CONSEGNA |
Trasforma in un elenco puntato il paragrafo dell'estratto sui negoziati per la biodiversità che comincia con «La Russia ha addirittura richiesto», conservandone i fatti principali.

ESTRATTO DELLA PAGINA |
((
A Cali il disaccordo tra donatori e Paesi in via di sviluppo poco prima della sospensione della riunione aveva reso impossibile il compromesso. E il disaccordo è rimasto anche qui a Roma. In mattinata diversi Paesi in via di sviluppo – tra cui Brasile, Paesi africani e i Paesi del Pacifico – hanno ribadito che i Paesi sviluppati devono impegnarsi a colmare il gap finanziario della biodiversità e a mobilitare le risorse necessarie per sostenere l’attuazione delle misure a tutela della biodiversità nei Paesi più poveri, facendo più volte riferimento alla necessità di “buona fede” da parte dei Paesi sviluppati. L’Egitto ha ribadito che molti Paesi in via di sviluppo continuano ad avere problemi di accesso ai fondi disponibili, sottolineando la necessità di erogare i fondi in modo predittivo e affidabile. Qualsiasi nuovo strumento finanziario, ha evidenziato, dovrebbe essere conforme ai principi di responsabilità comune ma differenziata, equità e giustizia.
La Russia ha addirittura richiesto che il testo su cui si sta lavorando venga modificato, al paragrafo 11, da “incoraggiamento” a “obbligo” dove si esortano i Paesi sviluppati a riflettere nei loro piani finanziari nazionali o in strumenti analoghi il loro contributo finanziario all’attuazione della Convenzione nei Paesi in via di sviluppo. Ricordiamo che il target 19 del Quadro Globale della Biodiversità prevede che debbano essere stanziati a tutela della biodiversità almeno 200 miliardi di dollari all’anno entro il 2030. Inoltre, i Paesi in via sviluppo erano riusciti a ottenere che i Paesi più ricchi mobilitassero in loro favore 20 miliardi di dollari l’anno entro il 2025 e 30 miliardi di dollari all’anno entro il 2030. Ma mancano azioni concrete.
La stessa logica è stata riproposta durante la negoziazione del testo sul quadro di monitoraggio (monitoring framework), per quanto riguarda gli indicatori che consentono alle Parti di misurare i progressi rispetto ai 23 obiettivi del Quadro Globale della Biodiversità. Martedì il testo presentava tra parentesi, e quindi ancora in elaborazione, l’indicatore relativo al target 7 sulla riduzione del rischio per biodiversità derivante da pesticidi, oltre a qualche parentesi su indicatori volontari/secondari (component indicators). Tuttavia nel pomeriggio è stato impossibile trovare un accordo e la presidente Muhamad ha invitato alcuni Paesi, come Brasile e Regno Unito, a lavorare a una proposta da presentare mercoledì.
Il Fondo Cali, un passo avanti
Martedì, durante una conferenza stampa, è stato lanciato ufficialmente il “Fondo Cali”. Questo fondo mobiliterà finanziamenti privati da parte delle aziende che vorranno accedere alle informazioni genetiche provenienti dalla natura (DSI, digital sequence information). I settori più colpiti saranno quello farmaceutico, cosmetico, agroalimentare e biotecnologico.
))
SEZIONE DATI |
((
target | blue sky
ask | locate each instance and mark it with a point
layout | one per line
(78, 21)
))
RISPOSTA |
- La Russia ha chiesto di sostituire, al paragrafo 11 del testo in discussione, "incoraggiamento" con "obbligo". Il punto riguarda l'esortazione ai Paesi sviluppati a riportare nei piani finanziari nazionali, o in strumenti analoghi, il loro contributo all'attuazione della Convenzione nei Paesi in via di sviluppo.
- Il target 19 del Quadro Globale della Biodiversità prevede almeno 200 miliardi di dollari all'anno per la biodiversità entro il 2030.
- I Paesi in via di sviluppo avevano ottenuto che i Paesi più ricchi mobilitassero per loro 20 miliardi di dollari l'anno entro il 2025 e 30 miliardi l'anno entro il 2030.
- Mancano però azioni concrete.